** START Extract provided **
Environment-friendly way to recycle scrap, reuse resources, and dispose waste
There eventually comes a time when a car is ready for the scrap heap. That’s just the way it goes; sometimes it’s not worth it to spend to repair and maintain an old car.
The question now is: what should you do with it?
For one, don’t just leave it by the side of the road to rot, and definitely don’t stick it in an empty lot for local fauna to swallow up. You’re going to make a lot of motorists (and your neighbors) angry with the former, while the latter is just bad for the environment.
There is now a better way to address these ELVs or End-of-Life Vehicle; the proper term for cars that have gone well past their economic usefulness.
Garaheco by En Tsumugi ELV Dismantler Corporation is the Philippines’ first-ever duly registered auto dismantling facility. It sits on a 1,500-square-meter lot in Mexico, Pampanga, and uses state-of-the-art equipment to safely disassemble a vehicle, recycle scrap, reuse resources, and dispose of waste without burdening or harming the environment.
According to Pao Hung, president of En Tsumugi, Garaheco strictly follows Japanese standards in everything they do. If you’ve been to the country known as the Land of the Rising Sun (also for its tidiness and discipline), you get what he means. But if you haven’t, to put it concisely, everything is ‘clean and green.’ Who teaches them? The answer is Tsuruoka.
So who is Tsuruoka? The better question is, what is Tsuruoka? It is a Japanese auto dismantling company that started collecting/recycling resources as a business. However, it has since expanded into disassembling end-of-life vehicles (ELVs) and processing and selling steel scrap. They have shared their technical expertise with Garaheco and have been on-site over the last few months to monitor and supervise the disposal of the first batch of vehicles during the pilot phase to ensure that operation is efficient, cost-effective, and, more importantly, does not harm the environment.
** END Extract provided **
** START Listed entries **
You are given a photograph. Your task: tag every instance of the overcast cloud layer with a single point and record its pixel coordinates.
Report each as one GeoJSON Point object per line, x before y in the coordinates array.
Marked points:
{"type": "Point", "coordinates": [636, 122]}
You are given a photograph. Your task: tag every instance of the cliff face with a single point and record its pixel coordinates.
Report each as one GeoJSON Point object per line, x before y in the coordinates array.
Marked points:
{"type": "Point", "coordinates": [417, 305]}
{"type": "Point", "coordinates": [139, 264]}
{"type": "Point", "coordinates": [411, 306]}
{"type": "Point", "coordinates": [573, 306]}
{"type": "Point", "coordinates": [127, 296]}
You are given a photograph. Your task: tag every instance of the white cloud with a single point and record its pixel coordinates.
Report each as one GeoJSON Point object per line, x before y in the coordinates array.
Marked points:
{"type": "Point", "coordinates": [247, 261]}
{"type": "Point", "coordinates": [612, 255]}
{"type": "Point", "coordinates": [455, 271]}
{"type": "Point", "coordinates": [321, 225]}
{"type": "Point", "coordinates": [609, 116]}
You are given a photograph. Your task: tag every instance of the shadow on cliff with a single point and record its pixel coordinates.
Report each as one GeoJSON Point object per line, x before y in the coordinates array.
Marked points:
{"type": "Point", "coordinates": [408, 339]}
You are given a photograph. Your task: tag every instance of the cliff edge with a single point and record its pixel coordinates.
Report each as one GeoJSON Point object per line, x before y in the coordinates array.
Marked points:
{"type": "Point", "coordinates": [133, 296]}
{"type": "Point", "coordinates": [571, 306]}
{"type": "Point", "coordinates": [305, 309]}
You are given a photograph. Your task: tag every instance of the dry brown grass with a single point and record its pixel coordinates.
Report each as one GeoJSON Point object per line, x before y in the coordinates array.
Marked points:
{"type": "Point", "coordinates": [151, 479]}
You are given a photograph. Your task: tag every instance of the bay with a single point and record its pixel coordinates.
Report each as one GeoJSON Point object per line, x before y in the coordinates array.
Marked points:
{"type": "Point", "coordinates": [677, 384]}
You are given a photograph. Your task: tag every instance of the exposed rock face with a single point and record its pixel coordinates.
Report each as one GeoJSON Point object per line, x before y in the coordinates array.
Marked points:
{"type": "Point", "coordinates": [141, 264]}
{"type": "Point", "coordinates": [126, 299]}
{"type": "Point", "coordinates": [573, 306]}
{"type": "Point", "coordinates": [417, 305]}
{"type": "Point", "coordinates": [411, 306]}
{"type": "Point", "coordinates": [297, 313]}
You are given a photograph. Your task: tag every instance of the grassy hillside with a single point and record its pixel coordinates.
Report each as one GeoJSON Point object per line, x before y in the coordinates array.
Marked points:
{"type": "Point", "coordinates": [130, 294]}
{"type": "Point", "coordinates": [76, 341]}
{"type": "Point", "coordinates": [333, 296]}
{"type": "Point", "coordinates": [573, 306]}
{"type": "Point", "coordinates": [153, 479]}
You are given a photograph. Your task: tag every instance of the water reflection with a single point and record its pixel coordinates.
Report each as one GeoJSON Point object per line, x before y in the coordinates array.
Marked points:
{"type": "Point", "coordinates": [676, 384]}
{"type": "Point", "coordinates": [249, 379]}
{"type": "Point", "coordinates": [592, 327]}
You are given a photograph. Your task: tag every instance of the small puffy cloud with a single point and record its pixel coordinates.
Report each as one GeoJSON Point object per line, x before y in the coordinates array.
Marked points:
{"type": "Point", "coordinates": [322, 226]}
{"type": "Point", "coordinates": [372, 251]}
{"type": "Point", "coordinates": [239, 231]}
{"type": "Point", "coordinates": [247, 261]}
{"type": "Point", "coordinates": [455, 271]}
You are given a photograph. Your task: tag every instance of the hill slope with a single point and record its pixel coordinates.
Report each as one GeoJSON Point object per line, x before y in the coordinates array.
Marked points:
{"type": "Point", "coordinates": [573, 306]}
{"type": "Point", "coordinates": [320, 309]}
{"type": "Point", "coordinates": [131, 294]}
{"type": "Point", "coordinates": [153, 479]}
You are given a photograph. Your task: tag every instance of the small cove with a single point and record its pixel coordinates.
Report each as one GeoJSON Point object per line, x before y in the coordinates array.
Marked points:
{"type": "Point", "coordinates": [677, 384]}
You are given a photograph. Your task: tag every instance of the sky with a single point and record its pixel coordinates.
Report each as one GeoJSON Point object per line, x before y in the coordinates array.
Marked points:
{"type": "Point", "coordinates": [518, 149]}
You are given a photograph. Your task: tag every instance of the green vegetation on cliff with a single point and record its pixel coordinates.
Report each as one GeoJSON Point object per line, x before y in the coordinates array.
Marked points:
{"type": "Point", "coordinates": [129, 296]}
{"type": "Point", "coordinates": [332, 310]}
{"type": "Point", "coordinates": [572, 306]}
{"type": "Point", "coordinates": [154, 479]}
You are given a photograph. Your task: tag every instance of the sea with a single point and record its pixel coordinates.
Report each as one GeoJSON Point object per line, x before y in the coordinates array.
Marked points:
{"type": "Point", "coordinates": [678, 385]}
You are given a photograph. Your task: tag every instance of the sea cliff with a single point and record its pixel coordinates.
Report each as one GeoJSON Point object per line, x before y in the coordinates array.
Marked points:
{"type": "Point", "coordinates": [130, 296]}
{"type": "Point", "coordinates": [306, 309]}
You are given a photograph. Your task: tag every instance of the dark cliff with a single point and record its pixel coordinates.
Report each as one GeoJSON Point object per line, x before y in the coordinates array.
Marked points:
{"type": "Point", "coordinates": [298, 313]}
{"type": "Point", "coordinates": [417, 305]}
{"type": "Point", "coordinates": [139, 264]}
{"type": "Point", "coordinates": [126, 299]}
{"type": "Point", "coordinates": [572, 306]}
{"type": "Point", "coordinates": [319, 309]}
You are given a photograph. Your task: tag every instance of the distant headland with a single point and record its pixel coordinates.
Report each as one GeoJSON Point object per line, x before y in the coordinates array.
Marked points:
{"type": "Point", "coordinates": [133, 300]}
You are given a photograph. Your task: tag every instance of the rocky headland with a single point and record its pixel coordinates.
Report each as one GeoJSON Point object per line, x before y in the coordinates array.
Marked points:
** END Listed entries **
> _The tasks_:
[A] In the article on recycling old cars, how big is the lot that the Garaheco facility sits on?
[B] From the article on recycling old cars, return the stretch from "Environment-friendly way to" through "do with it?", copied word for word.

> _The replies_:
[A] 1,500 square meters

[B]
Environment-friendly way to recycle scrap, reuse resources, and dispose waste
There eventually comes a time when a car is ready for the scrap heap. That’s just the way it goes; sometimes it’s not worth it to spend to repair and maintain an old car.
The question now is: what should you do with it?